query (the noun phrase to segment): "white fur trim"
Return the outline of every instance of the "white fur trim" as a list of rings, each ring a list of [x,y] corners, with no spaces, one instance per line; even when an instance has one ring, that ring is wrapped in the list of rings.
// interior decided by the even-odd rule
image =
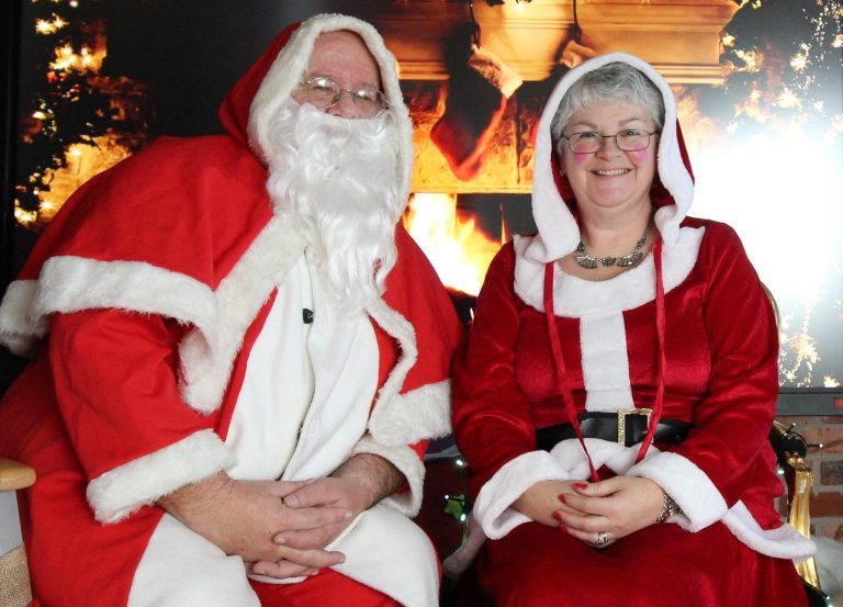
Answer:
[[[324,32],[337,30],[348,30],[358,34],[381,69],[381,86],[390,103],[387,113],[398,130],[398,200],[406,201],[413,178],[413,122],[398,85],[397,61],[383,44],[383,38],[378,31],[366,21],[344,14],[318,14],[304,21],[293,32],[251,102],[249,143],[261,158],[268,158],[266,150],[272,148],[269,137],[269,124],[272,117],[297,87],[307,68],[316,37]],[[403,211],[401,209],[395,221]]]
[[[683,227],[671,250],[662,254],[664,291],[668,293],[688,277],[697,262],[705,227]],[[529,250],[537,236],[515,237],[515,292],[524,302],[544,312],[544,263]],[[582,318],[608,316],[634,310],[655,299],[655,265],[648,255],[641,263],[608,281],[594,282],[553,269],[553,311],[557,316]]]
[[[497,55],[475,44],[471,45],[469,67],[499,90],[506,99],[509,99],[524,83],[518,72],[502,61]]]
[[[663,452],[647,458],[627,473],[655,482],[676,501],[683,515],[679,527],[699,531],[723,518],[728,506],[715,484],[694,462],[677,453]]]
[[[180,390],[191,407],[203,413],[220,407],[246,330],[303,251],[299,233],[272,217],[220,283],[215,293],[220,310],[215,351],[195,331],[179,345],[183,373]]]
[[[609,53],[588,59],[569,71],[550,94],[539,121],[536,137],[536,157],[532,178],[532,215],[539,229],[526,251],[532,261],[544,263],[561,259],[576,249],[580,229],[555,186],[551,158],[550,123],[562,98],[583,75],[614,61],[622,61],[642,71],[662,92],[664,98],[664,127],[659,137],[659,177],[676,204],[660,209],[655,224],[664,239],[665,252],[676,244],[679,223],[687,215],[694,199],[694,183],[685,168],[676,135],[676,99],[667,81],[650,64],[626,53]]]
[[[15,280],[9,284],[0,303],[0,345],[27,358],[35,356],[38,339],[47,333],[46,318],[30,316],[37,288],[37,281]]]
[[[378,400],[372,411],[372,415],[376,417],[379,415],[376,412],[382,404],[392,402],[398,395],[407,373],[418,360],[418,347],[416,346],[416,329],[400,312],[386,305],[383,299],[370,302],[367,305],[367,312],[390,337],[398,342],[401,349],[395,367],[392,368],[390,376],[378,391]]]
[[[585,409],[614,412],[633,407],[623,314],[580,321]]]
[[[817,546],[789,525],[762,529],[743,502],[729,509],[723,524],[739,540],[767,557],[801,560],[817,552]]]
[[[358,453],[380,456],[404,474],[409,490],[404,493],[390,495],[381,503],[408,517],[416,516],[422,508],[422,487],[425,483],[425,464],[418,458],[418,454],[405,445],[401,447],[381,445],[370,435],[363,436],[352,449],[351,456]]]
[[[450,421],[451,382],[445,380],[380,403],[369,418],[369,431],[379,442],[397,447],[443,437],[451,431]]]
[[[483,488],[472,515],[486,537],[497,540],[531,519],[510,506],[540,481],[570,479],[564,467],[547,451],[530,451],[506,462]]]
[[[119,522],[189,483],[225,470],[232,457],[213,430],[200,430],[143,456],[88,484],[88,503],[100,522]]]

***

• [SET EXERCISE]: Rewrite the lines from the first line through the one containing "Return the outline", replacing "instance" with "object" and leaving everything else unchanged.

• [EXERCISE RESULT]:
query (the noun phrase to segment): "white fur trim"
Return the outline of every object of the "white fur trim" as a list of rings, each ring a list of [x,y] corners, with no spaces, one object per line; even when an object has one ring, that ring is wrapped in the list of rings.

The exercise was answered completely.